> [Try it] Look through the data below and extract, unchanged, the lines from the one that contains "Task: one point marks each instance of the window pane" to the one that contains "Task: one point marks each instance of the sea", both included.

Stored entries:
BEGIN
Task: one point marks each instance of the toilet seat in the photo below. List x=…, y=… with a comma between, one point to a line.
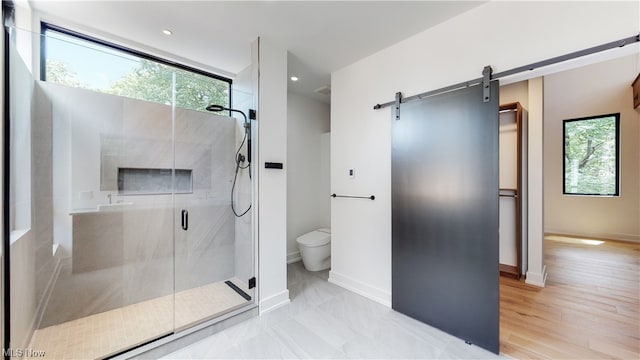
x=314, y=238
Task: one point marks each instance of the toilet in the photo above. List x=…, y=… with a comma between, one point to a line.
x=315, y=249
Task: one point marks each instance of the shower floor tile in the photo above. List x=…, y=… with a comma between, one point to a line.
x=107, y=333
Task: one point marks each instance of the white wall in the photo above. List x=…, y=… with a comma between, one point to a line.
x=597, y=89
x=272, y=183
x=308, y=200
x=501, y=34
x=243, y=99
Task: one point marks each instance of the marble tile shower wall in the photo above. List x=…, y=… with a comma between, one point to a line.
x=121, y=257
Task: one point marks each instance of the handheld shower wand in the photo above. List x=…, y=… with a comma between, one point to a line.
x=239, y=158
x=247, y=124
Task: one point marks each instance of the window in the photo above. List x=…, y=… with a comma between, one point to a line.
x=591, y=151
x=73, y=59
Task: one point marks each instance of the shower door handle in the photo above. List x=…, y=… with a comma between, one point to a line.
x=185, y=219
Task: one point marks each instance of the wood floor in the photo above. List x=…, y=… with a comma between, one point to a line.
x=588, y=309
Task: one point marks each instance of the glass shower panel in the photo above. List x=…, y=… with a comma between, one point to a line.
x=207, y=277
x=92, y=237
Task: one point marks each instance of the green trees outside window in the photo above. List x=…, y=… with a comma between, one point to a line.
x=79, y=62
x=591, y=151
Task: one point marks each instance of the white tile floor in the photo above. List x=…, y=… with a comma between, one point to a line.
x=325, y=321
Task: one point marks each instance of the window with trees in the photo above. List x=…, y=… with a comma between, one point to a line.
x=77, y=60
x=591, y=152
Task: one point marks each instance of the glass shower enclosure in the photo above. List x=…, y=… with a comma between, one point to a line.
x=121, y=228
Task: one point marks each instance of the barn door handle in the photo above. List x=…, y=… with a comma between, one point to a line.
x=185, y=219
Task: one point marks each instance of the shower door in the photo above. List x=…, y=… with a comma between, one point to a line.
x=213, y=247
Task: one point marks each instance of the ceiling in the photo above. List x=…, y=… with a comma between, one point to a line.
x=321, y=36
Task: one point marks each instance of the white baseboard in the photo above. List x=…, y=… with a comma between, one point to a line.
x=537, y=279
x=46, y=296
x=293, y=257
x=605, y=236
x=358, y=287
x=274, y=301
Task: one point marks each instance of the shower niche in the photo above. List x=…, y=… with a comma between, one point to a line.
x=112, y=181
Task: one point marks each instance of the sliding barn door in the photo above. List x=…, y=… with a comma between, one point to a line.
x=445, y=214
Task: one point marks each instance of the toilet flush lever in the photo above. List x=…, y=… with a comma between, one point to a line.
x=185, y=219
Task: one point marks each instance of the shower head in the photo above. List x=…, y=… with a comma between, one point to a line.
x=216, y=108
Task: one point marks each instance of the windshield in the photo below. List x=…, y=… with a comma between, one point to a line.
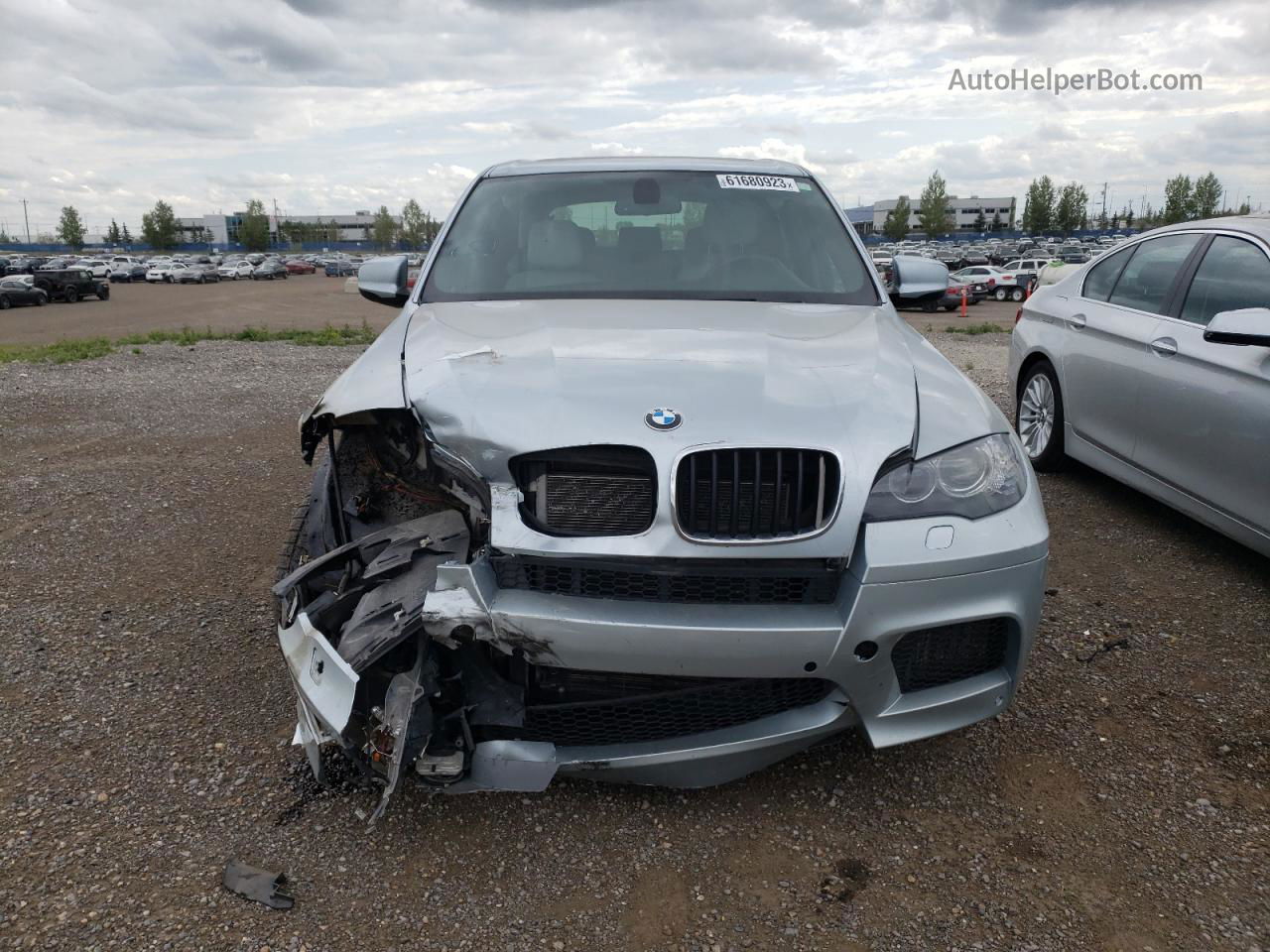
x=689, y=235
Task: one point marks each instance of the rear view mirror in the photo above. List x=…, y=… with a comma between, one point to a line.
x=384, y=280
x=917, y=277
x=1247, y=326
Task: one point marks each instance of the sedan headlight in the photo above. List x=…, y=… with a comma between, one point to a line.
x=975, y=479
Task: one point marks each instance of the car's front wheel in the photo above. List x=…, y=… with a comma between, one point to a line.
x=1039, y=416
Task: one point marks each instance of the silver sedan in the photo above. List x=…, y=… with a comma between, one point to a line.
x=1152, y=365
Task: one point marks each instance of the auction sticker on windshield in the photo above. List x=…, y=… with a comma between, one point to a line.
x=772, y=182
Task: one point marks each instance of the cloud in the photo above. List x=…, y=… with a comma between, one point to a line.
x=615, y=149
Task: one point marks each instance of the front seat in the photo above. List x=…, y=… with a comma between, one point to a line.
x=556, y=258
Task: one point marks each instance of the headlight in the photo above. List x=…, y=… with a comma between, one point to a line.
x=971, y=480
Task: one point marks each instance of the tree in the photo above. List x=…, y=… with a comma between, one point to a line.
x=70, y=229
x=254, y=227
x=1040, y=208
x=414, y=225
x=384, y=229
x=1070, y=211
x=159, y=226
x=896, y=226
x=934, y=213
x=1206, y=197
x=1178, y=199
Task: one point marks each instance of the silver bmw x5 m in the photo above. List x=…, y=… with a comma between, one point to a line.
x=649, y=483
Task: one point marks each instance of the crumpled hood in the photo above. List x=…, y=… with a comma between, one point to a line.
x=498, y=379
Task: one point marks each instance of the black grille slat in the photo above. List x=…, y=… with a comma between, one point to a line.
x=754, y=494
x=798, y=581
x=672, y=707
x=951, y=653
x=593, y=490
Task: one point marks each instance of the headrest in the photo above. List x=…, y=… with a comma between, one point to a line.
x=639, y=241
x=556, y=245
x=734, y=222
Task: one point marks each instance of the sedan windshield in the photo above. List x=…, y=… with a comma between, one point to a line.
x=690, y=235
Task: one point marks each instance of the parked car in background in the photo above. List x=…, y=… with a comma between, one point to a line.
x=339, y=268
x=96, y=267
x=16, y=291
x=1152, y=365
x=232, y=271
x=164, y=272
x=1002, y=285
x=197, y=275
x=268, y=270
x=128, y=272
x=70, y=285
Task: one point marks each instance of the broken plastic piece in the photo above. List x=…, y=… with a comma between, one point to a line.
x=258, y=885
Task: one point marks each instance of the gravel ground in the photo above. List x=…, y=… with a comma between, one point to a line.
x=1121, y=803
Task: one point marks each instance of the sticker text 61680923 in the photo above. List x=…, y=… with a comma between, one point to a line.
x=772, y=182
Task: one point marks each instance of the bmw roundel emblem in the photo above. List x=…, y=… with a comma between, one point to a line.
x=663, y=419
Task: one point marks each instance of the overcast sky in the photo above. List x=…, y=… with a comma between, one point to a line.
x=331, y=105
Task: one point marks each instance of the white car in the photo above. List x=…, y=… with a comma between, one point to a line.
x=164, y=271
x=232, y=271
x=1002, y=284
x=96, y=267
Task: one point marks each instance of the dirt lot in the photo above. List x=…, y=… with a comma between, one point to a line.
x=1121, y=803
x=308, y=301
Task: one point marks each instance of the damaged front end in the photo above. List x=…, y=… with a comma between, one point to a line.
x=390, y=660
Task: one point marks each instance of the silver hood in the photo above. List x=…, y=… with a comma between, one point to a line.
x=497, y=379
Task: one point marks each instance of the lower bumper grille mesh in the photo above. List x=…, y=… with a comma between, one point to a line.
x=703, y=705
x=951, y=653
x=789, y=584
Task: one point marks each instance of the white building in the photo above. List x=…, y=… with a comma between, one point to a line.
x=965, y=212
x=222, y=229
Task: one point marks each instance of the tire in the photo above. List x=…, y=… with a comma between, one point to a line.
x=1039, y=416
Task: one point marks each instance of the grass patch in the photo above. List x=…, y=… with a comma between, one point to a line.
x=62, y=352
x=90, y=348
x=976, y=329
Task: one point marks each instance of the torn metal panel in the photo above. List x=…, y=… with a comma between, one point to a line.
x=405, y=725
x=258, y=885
END
BEGIN
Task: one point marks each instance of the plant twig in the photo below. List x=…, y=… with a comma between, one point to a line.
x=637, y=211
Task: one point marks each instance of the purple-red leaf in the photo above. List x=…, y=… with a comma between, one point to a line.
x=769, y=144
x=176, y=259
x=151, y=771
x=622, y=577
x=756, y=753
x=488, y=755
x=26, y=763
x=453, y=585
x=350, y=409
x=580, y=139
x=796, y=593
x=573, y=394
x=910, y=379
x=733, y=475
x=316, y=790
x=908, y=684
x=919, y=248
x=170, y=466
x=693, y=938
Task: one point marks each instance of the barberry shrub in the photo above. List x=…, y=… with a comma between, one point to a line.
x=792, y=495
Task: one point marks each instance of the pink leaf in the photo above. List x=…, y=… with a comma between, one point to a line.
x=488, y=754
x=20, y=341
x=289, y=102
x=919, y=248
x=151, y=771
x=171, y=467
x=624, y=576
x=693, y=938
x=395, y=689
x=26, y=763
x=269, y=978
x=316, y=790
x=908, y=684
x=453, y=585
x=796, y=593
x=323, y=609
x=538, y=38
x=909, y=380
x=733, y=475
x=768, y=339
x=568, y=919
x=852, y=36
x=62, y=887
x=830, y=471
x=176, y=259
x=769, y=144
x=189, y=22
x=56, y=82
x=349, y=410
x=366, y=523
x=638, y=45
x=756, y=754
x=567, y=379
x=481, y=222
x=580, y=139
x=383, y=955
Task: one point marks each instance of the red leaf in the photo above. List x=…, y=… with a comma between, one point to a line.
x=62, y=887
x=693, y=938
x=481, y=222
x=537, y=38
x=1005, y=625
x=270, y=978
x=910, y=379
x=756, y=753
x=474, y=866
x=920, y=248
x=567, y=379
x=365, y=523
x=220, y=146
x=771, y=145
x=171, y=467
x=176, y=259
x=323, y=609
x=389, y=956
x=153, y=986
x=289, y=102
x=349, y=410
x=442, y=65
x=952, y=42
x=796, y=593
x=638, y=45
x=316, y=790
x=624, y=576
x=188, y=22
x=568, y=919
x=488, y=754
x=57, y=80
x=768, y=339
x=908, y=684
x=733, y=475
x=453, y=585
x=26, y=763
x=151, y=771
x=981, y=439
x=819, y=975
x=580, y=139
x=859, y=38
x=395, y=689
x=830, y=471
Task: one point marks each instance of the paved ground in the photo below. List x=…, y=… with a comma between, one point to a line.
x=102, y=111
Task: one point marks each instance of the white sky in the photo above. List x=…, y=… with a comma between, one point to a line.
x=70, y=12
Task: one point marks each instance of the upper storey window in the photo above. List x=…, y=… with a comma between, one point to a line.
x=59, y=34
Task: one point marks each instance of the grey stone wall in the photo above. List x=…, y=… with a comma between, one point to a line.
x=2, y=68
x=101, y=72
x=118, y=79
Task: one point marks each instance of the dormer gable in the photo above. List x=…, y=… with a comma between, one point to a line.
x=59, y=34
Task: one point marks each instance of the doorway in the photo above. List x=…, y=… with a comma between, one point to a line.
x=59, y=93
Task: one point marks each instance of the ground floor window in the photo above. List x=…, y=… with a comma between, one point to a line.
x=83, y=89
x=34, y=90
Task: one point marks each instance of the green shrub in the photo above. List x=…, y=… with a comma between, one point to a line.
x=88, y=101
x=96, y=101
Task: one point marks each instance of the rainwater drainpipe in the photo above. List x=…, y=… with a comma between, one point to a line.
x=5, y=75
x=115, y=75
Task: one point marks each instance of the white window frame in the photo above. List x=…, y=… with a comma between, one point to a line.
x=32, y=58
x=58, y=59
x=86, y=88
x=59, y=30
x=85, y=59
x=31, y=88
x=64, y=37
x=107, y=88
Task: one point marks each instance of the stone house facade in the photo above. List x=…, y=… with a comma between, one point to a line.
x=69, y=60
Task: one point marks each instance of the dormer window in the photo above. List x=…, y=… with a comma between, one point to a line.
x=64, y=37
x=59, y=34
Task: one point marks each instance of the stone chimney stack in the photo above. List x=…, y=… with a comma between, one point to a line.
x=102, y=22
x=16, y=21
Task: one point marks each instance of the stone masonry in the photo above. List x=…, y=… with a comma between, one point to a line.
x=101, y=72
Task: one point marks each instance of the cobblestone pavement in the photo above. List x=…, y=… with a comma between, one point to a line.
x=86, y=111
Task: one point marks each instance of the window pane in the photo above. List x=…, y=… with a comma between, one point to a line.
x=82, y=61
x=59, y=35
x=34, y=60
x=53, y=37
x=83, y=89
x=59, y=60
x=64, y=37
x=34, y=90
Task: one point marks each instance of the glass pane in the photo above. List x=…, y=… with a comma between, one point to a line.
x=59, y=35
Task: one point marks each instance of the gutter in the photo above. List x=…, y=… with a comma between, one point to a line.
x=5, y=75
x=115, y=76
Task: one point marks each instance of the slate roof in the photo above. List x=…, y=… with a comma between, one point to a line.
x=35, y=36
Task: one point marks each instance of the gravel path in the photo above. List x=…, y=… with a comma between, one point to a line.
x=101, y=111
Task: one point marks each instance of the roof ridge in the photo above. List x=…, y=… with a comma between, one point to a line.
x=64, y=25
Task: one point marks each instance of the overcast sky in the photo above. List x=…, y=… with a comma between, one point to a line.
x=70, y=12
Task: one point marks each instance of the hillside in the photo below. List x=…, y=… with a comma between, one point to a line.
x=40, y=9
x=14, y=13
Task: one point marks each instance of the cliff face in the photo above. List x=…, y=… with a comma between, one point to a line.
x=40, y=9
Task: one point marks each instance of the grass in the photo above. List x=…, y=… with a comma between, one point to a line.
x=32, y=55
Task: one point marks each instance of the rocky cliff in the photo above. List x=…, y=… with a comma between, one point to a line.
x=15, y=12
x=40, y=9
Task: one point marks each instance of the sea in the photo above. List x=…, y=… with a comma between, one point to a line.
END
> [Output for this exercise]
Task: one point marks each instance of the window pane in the photo above. List x=…, y=… with a comma between, one point to a line.
x=82, y=61
x=59, y=35
x=34, y=60
x=53, y=37
x=83, y=89
x=59, y=60
x=64, y=37
x=34, y=90
Task: one point marks each instance of the glass pane in the photo above. List x=…, y=… with a comma between, one point to a line.
x=59, y=35
Task: one point marks each instance of the gutter in the photo above. List x=…, y=… with a comma between, one point to a line.
x=5, y=75
x=115, y=76
Task: one point marks each instance of the slate roof in the photo above. List x=…, y=… with a comma between, one point to a line.
x=35, y=36
Task: one point marks each instance of the gravel path in the photo above. List x=…, y=… with a comma between, one point to a line.
x=101, y=111
Task: one point marks each instance of the roof ridge in the photo above. List x=…, y=… with a comma between, one point to a line.
x=64, y=25
Task: one point marks each instance of the overcast sky in the photo above. List x=…, y=… with a comma between, one point to a line.
x=70, y=12
Task: one point marks each instance of the hillside in the photo below. List x=…, y=… with a comma between, one point to a line.
x=40, y=9
x=14, y=13
Task: one point marks each instance of the cliff face in the photo above. List x=…, y=… with a comma between, one point to a line.
x=40, y=9
Task: one point marks each instance of the grass in the photo above. List x=…, y=… with a comma between, one point to a line.
x=32, y=55
Task: one point marks each instance of the rocky cliff in the photo above. List x=…, y=… with a comma between, one point to a line.
x=15, y=12
x=40, y=9
Task: one point marks each instance of the sea in the photo above. List x=…, y=… with a comma between, one point to a line.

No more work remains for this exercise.